◆ **GOAL OF THE EXERCISE**
Without including any picture, copy the entries that follow word for word.

◆ **DATA IN THIS EXERCISE**
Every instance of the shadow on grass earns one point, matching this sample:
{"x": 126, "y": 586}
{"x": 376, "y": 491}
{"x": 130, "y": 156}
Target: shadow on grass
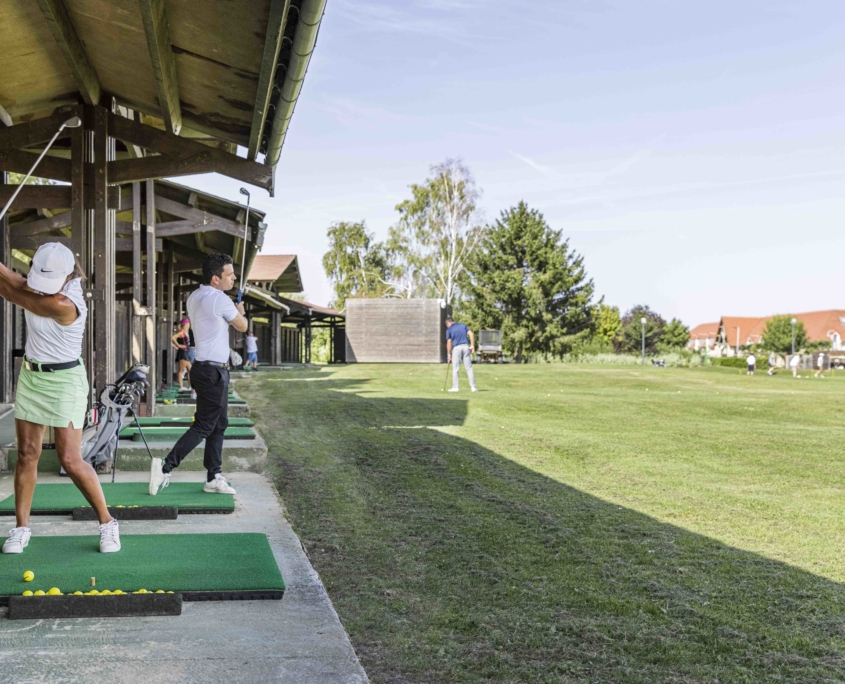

◆ **RESULT OF THIS TASK**
Every instance of the shadow on grass earns one point, matching this sample:
{"x": 126, "y": 586}
{"x": 376, "y": 491}
{"x": 130, "y": 156}
Target: shadow on grass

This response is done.